(What you will do): Copy the stretch from the row containing "pin: the haze" through the end of the rows, changing "frost-covered shrub" to "snow-dusted bush" and keeping all else as it stands.
━━━ Task inputs ━━━
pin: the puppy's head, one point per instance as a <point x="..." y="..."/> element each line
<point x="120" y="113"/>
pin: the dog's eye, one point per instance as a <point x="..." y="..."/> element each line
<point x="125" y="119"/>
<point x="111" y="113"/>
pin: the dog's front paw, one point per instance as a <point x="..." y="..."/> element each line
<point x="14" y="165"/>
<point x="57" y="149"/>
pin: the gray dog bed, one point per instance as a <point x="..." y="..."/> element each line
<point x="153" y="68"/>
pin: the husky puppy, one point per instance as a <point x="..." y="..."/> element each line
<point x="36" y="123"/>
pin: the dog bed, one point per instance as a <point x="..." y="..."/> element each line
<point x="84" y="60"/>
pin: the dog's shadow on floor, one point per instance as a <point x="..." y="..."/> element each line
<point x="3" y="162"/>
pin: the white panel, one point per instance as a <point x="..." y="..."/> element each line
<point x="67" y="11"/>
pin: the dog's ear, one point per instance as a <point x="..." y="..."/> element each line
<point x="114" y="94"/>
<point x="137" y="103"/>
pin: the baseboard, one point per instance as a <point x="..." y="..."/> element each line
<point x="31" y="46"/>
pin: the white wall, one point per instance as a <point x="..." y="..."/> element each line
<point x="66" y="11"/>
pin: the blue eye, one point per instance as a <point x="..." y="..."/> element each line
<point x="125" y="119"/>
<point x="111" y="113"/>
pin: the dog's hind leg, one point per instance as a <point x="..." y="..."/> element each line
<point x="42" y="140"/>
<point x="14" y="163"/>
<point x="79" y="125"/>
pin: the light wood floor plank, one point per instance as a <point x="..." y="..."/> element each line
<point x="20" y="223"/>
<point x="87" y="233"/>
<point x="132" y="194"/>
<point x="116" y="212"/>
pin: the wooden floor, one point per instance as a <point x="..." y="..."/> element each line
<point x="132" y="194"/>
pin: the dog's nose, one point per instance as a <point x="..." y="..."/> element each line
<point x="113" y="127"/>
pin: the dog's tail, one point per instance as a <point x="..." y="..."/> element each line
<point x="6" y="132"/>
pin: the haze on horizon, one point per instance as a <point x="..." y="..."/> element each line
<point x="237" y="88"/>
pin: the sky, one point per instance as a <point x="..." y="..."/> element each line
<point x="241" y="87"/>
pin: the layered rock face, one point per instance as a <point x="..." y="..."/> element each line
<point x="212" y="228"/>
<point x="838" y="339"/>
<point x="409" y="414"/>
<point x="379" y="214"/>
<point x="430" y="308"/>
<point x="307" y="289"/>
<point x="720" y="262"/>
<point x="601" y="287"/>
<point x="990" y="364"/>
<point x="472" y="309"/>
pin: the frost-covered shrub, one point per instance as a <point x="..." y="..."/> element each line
━━━
(Exercise answer):
pin: the haze on horizon, one point per instance as a <point x="..." y="..."/> element each line
<point x="237" y="88"/>
pin: the sky, one point per instance as a <point x="..." y="..."/> element each line
<point x="241" y="87"/>
pin: the layered rock face, one point per instance as a <point x="..." y="..."/> element each line
<point x="212" y="228"/>
<point x="838" y="339"/>
<point x="409" y="414"/>
<point x="379" y="214"/>
<point x="430" y="308"/>
<point x="307" y="289"/>
<point x="720" y="262"/>
<point x="601" y="287"/>
<point x="990" y="364"/>
<point x="472" y="309"/>
pin: the snow-dusted bush, one point per instance as a <point x="..." y="..."/> element each line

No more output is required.